>>>>
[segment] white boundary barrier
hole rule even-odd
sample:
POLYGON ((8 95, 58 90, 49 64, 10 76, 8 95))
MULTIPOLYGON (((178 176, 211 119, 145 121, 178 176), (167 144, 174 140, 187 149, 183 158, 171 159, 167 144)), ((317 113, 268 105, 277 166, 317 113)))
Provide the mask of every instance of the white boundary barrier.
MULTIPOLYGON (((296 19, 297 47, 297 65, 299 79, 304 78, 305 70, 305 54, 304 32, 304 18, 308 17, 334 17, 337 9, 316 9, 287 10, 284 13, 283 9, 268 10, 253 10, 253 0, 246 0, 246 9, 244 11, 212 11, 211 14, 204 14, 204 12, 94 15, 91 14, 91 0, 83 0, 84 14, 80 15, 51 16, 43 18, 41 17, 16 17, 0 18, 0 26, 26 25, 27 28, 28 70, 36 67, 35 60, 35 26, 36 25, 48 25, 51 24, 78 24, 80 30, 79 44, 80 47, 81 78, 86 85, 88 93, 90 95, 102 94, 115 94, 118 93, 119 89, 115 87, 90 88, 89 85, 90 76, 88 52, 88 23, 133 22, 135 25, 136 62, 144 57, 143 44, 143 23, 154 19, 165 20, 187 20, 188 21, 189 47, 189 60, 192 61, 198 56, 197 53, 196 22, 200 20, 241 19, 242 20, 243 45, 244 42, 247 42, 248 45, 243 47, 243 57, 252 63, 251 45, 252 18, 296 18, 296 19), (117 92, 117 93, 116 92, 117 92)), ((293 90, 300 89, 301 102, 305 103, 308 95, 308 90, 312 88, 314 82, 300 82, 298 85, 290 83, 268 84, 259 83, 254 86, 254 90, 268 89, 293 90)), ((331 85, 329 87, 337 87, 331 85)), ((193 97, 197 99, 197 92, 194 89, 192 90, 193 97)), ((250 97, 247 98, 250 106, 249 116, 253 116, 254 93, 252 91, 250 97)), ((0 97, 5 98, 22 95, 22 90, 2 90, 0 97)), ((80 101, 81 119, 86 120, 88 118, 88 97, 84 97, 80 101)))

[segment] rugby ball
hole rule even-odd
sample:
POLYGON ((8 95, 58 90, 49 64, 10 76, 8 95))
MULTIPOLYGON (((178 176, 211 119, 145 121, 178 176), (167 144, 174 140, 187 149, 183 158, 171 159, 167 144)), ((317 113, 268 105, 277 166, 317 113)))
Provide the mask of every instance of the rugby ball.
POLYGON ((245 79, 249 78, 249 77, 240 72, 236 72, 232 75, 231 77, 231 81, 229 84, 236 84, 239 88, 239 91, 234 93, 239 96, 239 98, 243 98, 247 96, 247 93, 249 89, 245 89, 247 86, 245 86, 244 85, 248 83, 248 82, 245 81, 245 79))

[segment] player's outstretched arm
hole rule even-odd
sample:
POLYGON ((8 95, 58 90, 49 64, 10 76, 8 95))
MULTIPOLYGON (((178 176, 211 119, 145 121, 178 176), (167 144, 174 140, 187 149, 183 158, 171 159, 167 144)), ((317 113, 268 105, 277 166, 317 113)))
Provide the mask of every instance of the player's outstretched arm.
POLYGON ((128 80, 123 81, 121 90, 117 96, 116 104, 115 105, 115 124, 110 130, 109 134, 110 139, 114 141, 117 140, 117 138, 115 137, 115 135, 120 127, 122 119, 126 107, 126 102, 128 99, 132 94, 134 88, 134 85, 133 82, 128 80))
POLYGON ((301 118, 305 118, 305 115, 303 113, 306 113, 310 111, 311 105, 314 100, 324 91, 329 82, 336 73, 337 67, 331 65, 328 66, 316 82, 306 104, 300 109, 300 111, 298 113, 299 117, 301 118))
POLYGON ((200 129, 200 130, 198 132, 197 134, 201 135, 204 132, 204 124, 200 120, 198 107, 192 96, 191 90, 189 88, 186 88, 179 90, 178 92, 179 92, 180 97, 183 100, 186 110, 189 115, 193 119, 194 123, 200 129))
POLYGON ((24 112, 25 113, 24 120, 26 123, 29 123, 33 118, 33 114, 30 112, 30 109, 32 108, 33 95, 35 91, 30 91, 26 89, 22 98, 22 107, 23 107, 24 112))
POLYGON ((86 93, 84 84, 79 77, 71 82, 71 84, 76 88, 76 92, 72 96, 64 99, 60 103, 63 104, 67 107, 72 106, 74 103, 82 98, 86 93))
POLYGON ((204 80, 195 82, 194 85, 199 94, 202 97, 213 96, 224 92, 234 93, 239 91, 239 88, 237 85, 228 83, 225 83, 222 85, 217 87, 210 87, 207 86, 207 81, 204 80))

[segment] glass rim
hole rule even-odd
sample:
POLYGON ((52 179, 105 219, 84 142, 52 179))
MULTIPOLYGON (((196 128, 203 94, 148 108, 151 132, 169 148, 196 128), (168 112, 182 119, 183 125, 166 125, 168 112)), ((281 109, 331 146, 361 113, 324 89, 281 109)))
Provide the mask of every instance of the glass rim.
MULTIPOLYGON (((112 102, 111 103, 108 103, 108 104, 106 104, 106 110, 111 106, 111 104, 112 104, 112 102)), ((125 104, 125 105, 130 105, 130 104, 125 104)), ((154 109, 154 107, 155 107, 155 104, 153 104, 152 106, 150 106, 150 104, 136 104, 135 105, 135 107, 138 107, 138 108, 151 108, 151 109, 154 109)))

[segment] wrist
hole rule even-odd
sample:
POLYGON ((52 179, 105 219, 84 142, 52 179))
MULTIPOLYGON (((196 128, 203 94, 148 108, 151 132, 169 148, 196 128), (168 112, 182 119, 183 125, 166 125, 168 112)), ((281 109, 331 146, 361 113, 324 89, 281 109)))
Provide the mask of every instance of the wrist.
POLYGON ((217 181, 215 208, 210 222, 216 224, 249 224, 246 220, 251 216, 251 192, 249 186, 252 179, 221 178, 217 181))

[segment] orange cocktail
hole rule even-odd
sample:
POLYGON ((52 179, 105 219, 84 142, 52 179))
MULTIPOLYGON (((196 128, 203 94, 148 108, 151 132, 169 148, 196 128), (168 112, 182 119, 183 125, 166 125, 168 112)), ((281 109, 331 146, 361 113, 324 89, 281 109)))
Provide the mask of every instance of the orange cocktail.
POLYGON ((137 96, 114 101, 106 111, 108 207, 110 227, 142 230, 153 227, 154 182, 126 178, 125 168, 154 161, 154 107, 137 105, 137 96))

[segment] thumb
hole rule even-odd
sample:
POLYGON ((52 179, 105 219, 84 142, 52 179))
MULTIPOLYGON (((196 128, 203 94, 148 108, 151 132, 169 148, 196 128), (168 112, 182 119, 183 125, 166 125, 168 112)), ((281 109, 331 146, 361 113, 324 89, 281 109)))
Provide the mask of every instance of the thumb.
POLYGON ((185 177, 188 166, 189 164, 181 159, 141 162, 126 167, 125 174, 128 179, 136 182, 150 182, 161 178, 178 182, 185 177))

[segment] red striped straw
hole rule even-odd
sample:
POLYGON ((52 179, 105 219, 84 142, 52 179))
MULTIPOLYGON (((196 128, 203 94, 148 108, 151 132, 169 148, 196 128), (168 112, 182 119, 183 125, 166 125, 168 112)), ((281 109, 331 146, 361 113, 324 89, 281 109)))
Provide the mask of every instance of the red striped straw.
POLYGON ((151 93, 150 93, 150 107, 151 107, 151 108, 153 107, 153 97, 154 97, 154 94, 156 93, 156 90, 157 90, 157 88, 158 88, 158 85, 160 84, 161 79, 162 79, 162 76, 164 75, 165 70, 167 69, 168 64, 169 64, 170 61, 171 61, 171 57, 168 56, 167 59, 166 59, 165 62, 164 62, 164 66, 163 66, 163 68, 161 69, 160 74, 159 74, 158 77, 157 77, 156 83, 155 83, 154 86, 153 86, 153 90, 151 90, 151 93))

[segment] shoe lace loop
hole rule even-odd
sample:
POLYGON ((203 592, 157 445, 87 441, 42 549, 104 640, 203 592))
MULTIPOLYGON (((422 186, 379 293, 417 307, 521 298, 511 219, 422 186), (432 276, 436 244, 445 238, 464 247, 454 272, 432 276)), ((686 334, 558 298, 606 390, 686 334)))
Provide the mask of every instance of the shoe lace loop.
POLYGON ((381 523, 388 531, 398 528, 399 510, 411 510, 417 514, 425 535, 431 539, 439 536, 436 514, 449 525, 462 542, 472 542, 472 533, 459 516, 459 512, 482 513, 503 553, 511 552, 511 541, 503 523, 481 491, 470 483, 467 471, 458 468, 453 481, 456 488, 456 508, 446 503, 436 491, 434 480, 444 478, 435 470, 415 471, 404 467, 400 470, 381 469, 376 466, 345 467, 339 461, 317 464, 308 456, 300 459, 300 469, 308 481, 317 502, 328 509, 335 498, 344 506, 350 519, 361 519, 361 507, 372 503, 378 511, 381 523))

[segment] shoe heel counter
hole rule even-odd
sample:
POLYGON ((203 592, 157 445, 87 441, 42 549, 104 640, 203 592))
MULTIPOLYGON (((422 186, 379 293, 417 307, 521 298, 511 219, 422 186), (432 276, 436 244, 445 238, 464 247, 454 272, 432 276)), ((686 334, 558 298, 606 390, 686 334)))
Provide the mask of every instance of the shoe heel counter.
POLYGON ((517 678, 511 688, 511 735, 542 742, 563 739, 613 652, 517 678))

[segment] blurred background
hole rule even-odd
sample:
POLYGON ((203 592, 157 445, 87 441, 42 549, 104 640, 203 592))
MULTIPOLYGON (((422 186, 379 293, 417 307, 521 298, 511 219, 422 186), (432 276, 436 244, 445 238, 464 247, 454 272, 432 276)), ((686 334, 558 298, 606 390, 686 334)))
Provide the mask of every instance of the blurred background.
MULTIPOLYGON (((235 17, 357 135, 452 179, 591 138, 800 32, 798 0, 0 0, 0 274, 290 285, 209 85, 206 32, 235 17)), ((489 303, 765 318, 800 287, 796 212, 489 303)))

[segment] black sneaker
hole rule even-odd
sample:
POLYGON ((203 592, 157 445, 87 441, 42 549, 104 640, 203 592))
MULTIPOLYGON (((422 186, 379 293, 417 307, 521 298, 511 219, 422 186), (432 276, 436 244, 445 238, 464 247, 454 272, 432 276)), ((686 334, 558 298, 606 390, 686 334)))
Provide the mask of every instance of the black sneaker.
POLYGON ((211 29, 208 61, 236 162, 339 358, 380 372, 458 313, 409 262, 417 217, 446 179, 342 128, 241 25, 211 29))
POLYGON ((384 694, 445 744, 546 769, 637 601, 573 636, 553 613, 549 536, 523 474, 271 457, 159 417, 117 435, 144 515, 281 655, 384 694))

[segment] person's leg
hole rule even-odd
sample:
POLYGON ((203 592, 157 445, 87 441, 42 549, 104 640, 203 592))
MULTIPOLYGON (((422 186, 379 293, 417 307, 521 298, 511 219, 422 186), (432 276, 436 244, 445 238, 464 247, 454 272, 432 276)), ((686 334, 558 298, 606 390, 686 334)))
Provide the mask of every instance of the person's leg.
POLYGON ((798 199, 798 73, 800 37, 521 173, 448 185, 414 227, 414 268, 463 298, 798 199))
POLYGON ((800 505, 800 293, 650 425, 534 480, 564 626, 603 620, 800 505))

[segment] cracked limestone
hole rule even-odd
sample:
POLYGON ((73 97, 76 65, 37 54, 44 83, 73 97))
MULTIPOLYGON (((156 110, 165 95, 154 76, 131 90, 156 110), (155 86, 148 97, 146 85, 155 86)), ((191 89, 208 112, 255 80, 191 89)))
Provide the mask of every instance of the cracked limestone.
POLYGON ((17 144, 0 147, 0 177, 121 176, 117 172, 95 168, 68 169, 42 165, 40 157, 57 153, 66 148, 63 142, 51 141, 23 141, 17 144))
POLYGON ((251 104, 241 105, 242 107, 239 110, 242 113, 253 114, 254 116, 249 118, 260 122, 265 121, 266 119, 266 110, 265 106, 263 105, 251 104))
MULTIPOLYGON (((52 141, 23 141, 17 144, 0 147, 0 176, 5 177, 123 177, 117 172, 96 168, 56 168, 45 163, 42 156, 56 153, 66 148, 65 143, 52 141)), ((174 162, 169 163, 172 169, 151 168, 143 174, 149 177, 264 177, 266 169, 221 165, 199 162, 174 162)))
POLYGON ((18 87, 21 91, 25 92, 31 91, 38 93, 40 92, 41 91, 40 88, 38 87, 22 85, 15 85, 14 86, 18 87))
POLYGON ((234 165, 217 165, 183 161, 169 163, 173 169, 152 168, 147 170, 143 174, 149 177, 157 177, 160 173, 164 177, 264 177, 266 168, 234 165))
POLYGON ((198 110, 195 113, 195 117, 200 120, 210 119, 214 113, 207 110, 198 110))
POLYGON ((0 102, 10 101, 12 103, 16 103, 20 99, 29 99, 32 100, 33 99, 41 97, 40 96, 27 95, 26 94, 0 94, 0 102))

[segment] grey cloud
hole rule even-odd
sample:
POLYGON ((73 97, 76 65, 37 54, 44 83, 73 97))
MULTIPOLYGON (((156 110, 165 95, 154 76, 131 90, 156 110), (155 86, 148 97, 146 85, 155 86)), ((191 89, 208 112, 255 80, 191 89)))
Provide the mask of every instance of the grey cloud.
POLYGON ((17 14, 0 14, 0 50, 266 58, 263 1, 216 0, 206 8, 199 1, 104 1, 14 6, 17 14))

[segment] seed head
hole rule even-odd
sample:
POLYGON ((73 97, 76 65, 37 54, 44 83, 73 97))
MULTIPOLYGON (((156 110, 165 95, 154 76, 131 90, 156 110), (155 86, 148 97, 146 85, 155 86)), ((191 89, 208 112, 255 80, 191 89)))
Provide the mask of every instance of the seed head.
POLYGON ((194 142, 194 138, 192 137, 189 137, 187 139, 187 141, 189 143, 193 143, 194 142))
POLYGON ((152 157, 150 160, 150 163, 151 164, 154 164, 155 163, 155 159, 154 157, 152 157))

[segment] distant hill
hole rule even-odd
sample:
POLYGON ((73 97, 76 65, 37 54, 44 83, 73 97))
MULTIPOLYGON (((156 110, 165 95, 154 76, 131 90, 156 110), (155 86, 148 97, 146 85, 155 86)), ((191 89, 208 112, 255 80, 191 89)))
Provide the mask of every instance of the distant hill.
<<<<
### Task to carry out
State how many lines in the items above contain the string "head". Reply with the number only.

### Response to the exercise
2